§ WHAT THE TASK ASKS:
Please rewrite the rows below, from the line containing "Question: locate the bare soil" through the end of the rows, inclusive, as a Markdown table with the columns Number and Line, numbering each line in order and leaving out blank lines.

§ PROVIDED DATA:

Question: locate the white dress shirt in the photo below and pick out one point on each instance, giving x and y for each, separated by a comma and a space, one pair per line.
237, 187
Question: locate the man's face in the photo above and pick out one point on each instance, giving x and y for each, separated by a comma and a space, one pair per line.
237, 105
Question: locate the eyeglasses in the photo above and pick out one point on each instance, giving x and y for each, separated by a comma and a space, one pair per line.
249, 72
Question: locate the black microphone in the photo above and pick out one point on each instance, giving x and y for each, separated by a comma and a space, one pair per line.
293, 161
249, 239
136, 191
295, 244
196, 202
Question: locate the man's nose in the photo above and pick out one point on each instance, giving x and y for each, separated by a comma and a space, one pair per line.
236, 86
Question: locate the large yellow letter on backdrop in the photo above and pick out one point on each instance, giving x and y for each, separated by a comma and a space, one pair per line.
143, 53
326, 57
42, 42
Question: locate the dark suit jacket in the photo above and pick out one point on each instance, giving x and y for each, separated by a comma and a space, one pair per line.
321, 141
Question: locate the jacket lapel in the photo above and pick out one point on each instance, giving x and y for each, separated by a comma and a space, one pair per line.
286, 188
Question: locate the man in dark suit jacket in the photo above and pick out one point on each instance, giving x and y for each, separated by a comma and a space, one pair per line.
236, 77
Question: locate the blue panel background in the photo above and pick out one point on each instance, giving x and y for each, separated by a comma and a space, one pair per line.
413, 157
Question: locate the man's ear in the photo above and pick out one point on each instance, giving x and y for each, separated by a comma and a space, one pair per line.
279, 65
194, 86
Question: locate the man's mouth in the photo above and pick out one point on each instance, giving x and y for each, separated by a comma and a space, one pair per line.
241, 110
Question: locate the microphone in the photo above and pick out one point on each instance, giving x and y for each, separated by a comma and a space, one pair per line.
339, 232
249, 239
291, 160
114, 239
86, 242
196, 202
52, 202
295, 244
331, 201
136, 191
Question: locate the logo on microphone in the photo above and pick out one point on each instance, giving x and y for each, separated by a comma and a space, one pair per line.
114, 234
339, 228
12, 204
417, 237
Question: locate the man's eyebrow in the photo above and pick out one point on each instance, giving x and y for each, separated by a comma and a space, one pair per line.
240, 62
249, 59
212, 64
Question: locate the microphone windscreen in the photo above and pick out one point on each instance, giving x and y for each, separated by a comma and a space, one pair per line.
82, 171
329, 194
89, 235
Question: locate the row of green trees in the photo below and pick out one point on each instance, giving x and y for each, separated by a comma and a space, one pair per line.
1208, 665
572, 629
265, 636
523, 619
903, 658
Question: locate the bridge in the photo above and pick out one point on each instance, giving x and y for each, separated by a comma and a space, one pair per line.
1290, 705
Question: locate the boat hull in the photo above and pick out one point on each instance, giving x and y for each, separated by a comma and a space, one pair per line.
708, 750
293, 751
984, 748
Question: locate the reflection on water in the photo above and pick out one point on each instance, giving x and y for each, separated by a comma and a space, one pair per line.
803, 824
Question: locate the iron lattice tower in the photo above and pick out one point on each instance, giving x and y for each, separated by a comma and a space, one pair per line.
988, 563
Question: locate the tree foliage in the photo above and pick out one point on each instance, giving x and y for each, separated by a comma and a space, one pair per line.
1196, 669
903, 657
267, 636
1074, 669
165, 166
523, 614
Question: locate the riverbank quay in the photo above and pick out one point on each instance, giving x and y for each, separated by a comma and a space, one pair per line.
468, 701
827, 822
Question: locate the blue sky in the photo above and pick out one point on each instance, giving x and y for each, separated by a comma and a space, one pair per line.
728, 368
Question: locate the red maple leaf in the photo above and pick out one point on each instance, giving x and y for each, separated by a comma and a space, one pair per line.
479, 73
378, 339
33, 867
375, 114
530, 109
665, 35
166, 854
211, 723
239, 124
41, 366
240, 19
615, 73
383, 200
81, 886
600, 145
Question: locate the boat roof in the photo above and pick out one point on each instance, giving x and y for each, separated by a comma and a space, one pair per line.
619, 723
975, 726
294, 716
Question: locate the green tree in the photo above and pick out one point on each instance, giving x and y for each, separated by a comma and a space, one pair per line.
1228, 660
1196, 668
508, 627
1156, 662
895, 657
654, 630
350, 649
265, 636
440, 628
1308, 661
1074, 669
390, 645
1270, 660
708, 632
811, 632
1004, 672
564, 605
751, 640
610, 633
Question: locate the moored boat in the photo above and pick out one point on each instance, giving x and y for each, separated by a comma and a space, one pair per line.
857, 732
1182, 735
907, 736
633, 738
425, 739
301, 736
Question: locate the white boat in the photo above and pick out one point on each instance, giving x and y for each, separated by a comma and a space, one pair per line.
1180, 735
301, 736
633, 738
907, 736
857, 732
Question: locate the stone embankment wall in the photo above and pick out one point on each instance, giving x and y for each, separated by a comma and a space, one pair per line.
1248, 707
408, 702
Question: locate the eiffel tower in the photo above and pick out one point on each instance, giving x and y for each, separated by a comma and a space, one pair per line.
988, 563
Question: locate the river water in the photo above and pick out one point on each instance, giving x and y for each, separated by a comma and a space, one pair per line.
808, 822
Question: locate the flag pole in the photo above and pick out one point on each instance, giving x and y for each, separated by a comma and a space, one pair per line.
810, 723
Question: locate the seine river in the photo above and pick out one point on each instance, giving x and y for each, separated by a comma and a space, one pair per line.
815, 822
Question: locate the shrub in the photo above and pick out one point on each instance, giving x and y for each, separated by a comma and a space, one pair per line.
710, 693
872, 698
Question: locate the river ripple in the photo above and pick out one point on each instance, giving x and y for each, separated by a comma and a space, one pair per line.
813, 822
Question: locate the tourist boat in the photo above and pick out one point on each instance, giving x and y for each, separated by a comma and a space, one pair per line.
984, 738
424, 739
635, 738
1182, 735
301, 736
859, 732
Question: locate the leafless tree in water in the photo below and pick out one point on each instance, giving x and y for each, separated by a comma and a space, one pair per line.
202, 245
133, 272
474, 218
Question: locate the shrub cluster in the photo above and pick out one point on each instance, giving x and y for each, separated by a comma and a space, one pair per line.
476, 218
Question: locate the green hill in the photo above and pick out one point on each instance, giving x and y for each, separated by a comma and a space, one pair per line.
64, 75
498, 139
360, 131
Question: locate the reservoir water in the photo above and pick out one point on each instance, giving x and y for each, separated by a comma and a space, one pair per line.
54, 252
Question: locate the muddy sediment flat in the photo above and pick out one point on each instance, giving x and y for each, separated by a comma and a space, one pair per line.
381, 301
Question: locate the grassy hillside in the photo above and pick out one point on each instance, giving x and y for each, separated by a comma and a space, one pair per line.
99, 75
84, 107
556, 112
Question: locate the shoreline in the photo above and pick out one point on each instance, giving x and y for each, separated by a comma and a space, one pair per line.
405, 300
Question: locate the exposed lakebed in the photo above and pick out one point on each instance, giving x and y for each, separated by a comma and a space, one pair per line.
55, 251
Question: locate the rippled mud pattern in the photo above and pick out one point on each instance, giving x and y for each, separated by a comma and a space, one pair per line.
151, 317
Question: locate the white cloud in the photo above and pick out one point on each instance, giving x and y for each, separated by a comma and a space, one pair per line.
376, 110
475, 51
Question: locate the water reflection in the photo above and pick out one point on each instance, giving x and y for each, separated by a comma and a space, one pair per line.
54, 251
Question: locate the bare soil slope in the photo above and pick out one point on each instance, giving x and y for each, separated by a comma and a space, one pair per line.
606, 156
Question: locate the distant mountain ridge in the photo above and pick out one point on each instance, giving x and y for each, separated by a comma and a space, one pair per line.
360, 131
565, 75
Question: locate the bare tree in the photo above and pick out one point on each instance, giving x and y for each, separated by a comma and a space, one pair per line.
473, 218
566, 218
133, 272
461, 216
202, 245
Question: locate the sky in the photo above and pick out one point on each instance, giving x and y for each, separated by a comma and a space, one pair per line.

§ THE SOLUTION:
| Number | Line |
|---|---|
| 1 | Question: locate the bare soil slope in the photo above and pick out one point on each instance, giving x and y for each, separated by a comma and a space, one pair per line. |
| 2 | 606, 156 |
| 3 | Question: locate the distant mountain ridge in the photo above and pick out one point on each instance, giving x and y for each, separated by a comma and a space, one pair per line. |
| 4 | 360, 131 |
| 5 | 565, 75 |
| 6 | Question: locate the bare tree in the photo above and pick out one point on each instance, giving x and y for each, separated by a comma and a space, one pair per line. |
| 7 | 473, 218 |
| 8 | 566, 218 |
| 9 | 133, 272 |
| 10 | 461, 216 |
| 11 | 202, 245 |
| 12 | Question: locate the sky in the photo above and pick out one point on each instance, giving x and y for each, separated by a comma and a space, one pair per line. |